**Required task**.
Reproduce the entries from the line with "Find all occurrences of boat antenna." to the line with "176;134;189;147", both ends included, multiplying every box coordinate in the answers by 1.55 and rounding to whole numbers, with halves rounded up. Leave the requests and their format samples unchanged, and output only those lines.

※

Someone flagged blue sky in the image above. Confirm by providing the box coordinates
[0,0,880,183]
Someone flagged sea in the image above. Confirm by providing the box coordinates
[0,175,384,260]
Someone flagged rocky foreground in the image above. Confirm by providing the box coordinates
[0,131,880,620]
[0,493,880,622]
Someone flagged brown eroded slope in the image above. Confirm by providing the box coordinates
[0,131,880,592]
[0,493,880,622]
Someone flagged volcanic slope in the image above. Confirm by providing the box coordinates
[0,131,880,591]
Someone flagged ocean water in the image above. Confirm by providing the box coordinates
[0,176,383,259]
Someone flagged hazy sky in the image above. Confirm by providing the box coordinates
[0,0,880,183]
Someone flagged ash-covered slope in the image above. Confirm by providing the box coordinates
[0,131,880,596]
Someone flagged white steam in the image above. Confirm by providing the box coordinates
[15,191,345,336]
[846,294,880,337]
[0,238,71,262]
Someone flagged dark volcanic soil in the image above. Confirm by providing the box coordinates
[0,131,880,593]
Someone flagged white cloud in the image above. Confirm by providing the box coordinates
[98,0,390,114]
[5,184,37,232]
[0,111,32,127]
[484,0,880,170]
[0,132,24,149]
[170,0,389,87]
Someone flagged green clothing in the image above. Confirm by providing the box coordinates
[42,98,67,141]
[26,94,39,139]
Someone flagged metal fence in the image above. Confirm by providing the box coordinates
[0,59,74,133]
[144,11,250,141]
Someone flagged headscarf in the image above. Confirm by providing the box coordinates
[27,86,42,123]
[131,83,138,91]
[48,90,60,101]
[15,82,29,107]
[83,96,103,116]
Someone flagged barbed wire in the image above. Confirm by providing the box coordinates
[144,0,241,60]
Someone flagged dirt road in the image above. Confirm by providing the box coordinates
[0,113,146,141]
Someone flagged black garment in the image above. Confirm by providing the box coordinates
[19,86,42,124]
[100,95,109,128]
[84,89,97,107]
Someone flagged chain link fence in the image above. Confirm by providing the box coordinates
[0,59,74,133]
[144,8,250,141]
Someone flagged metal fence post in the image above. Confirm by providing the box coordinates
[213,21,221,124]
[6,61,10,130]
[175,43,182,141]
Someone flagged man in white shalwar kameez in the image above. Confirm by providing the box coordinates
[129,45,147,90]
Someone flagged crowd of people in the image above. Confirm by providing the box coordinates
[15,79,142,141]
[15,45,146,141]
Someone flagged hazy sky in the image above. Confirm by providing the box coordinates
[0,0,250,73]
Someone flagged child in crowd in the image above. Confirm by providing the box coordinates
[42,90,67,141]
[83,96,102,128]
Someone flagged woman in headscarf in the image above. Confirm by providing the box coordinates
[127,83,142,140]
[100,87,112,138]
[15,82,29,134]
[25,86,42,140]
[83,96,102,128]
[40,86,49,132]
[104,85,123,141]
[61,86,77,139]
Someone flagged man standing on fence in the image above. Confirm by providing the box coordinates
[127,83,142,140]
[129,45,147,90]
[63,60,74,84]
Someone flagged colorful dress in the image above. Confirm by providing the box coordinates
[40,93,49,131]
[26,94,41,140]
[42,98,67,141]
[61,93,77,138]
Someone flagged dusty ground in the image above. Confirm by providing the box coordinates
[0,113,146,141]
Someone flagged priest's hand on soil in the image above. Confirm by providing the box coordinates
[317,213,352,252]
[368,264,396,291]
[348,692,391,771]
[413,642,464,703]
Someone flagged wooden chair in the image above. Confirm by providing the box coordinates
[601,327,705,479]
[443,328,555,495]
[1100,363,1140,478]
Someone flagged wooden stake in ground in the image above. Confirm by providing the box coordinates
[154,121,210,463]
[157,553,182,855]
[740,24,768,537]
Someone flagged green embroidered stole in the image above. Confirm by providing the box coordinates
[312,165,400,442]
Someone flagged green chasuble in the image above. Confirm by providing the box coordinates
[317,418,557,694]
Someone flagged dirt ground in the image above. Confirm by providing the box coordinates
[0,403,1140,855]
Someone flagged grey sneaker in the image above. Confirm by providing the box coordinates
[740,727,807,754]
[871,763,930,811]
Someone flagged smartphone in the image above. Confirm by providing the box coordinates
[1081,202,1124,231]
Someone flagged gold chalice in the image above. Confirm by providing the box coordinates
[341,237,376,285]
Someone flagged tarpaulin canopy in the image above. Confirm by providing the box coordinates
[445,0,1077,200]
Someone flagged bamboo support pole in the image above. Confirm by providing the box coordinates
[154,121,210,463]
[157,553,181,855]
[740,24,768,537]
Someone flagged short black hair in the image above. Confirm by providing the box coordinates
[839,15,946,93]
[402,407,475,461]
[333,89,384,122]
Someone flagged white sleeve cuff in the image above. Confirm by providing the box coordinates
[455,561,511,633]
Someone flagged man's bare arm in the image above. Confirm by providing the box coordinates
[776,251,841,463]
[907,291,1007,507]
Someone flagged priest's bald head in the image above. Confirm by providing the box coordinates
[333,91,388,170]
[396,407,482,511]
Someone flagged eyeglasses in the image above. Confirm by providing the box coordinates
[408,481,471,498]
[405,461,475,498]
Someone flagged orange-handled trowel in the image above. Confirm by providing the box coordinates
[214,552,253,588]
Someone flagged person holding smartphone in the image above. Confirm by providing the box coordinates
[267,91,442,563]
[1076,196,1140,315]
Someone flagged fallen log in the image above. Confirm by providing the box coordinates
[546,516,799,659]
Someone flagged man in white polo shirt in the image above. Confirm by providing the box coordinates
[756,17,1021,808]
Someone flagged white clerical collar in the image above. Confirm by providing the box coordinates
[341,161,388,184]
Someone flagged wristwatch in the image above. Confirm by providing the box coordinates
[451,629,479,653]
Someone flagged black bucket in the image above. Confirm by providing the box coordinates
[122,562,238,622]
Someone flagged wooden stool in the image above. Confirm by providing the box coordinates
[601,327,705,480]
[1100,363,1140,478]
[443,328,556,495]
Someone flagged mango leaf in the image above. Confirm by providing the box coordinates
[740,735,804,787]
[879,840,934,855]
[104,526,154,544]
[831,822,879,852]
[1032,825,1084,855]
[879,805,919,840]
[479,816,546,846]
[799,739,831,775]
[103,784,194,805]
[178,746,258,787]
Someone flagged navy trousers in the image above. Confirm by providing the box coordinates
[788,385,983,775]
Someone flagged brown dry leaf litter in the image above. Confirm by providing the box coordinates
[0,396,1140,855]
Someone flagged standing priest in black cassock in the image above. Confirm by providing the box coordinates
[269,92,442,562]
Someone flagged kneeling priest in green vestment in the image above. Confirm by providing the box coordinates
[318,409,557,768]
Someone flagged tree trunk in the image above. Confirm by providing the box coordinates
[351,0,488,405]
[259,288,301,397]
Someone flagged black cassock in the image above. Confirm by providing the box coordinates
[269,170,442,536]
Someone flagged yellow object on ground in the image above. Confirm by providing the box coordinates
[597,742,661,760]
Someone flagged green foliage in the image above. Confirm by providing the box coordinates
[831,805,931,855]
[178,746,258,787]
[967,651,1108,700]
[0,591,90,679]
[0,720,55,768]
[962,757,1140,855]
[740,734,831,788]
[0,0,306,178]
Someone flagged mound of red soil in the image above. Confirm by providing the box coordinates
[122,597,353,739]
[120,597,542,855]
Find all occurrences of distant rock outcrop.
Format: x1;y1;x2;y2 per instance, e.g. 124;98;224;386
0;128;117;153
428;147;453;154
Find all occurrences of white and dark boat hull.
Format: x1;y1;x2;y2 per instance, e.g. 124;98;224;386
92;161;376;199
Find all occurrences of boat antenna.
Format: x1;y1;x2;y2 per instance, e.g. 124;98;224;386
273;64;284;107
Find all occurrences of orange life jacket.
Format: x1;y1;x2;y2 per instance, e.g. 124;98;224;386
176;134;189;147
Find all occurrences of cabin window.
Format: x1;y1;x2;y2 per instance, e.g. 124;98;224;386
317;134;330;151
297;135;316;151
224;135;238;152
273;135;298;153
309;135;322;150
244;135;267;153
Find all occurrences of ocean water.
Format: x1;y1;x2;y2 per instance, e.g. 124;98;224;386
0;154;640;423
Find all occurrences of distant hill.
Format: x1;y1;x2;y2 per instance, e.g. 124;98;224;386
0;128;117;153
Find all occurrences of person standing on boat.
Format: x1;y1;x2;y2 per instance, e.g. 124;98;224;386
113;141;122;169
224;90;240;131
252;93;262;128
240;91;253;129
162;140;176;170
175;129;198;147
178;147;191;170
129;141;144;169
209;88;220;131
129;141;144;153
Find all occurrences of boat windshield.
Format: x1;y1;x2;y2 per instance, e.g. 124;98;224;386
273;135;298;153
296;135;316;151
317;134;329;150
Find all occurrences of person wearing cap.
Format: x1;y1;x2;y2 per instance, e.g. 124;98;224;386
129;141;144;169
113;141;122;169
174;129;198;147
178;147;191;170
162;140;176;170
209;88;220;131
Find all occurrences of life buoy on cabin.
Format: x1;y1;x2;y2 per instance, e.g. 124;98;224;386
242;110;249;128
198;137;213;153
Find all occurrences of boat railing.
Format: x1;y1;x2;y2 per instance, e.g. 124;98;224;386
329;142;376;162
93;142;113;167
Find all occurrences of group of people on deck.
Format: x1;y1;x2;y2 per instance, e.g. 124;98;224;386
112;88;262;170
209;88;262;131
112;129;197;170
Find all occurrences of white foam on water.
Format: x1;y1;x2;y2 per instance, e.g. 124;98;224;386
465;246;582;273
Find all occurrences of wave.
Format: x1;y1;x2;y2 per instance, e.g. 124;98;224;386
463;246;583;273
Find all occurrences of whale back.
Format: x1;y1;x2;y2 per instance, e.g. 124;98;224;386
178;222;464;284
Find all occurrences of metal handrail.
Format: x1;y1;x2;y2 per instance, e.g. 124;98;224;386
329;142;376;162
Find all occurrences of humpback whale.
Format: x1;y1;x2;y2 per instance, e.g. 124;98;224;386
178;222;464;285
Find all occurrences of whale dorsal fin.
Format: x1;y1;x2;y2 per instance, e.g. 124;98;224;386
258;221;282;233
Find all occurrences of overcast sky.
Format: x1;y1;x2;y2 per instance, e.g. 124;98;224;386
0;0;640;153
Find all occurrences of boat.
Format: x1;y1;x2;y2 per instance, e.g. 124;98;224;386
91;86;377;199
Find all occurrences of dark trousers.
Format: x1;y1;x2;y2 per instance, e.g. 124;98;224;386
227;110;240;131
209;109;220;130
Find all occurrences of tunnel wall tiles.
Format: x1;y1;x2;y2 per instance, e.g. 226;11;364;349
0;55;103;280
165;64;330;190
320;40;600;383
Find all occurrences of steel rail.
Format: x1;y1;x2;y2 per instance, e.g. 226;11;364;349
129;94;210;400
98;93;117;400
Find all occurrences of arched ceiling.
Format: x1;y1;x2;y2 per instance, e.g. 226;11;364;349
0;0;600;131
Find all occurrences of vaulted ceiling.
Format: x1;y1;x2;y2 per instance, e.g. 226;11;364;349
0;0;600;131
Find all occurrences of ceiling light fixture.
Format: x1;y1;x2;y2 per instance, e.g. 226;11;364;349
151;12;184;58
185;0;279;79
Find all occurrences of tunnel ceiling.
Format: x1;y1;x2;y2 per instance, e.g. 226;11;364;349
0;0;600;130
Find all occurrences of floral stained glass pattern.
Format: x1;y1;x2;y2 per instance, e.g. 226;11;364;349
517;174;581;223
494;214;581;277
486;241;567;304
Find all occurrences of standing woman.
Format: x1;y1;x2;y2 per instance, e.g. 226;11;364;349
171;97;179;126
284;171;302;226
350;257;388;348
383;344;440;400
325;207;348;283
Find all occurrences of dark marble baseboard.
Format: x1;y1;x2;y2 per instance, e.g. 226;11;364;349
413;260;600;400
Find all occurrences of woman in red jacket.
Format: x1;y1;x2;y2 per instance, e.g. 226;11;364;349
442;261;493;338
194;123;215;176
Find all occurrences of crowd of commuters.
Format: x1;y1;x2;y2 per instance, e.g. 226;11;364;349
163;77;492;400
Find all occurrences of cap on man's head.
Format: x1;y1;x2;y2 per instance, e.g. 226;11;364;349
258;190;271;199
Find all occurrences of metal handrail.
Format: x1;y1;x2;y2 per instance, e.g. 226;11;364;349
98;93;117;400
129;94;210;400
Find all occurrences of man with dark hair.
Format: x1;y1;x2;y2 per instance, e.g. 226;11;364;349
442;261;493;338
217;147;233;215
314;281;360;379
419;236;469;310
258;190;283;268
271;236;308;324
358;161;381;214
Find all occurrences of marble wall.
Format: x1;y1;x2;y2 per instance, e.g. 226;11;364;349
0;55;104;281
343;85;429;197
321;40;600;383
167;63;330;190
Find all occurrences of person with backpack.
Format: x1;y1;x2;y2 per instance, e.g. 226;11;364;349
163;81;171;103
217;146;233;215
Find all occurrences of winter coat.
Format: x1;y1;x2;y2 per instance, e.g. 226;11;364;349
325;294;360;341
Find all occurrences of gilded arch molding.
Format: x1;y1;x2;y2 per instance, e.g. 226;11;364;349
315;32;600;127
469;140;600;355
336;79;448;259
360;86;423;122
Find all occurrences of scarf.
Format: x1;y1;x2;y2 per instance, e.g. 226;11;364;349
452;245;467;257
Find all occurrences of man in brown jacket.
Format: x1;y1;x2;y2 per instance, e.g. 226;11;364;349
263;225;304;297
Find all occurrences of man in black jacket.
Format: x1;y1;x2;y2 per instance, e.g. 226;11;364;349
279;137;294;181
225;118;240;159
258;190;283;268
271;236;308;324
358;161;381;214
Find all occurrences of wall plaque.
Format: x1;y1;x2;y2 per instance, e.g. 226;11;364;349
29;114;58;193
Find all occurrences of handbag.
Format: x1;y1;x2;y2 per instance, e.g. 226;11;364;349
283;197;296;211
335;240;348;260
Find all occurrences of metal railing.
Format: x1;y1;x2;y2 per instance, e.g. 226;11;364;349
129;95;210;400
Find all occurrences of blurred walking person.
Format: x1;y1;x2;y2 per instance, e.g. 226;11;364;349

※

**Answer to this task**.
Find all occurrences of boat antenna.
Format: x1;y1;x2;y2 per instance, e.g. 124;98;224;386
423;99;440;166
Find all occurrences of orange life jacket.
Format: x1;y1;x2;y2 per instance, e.g. 124;98;224;386
273;208;293;228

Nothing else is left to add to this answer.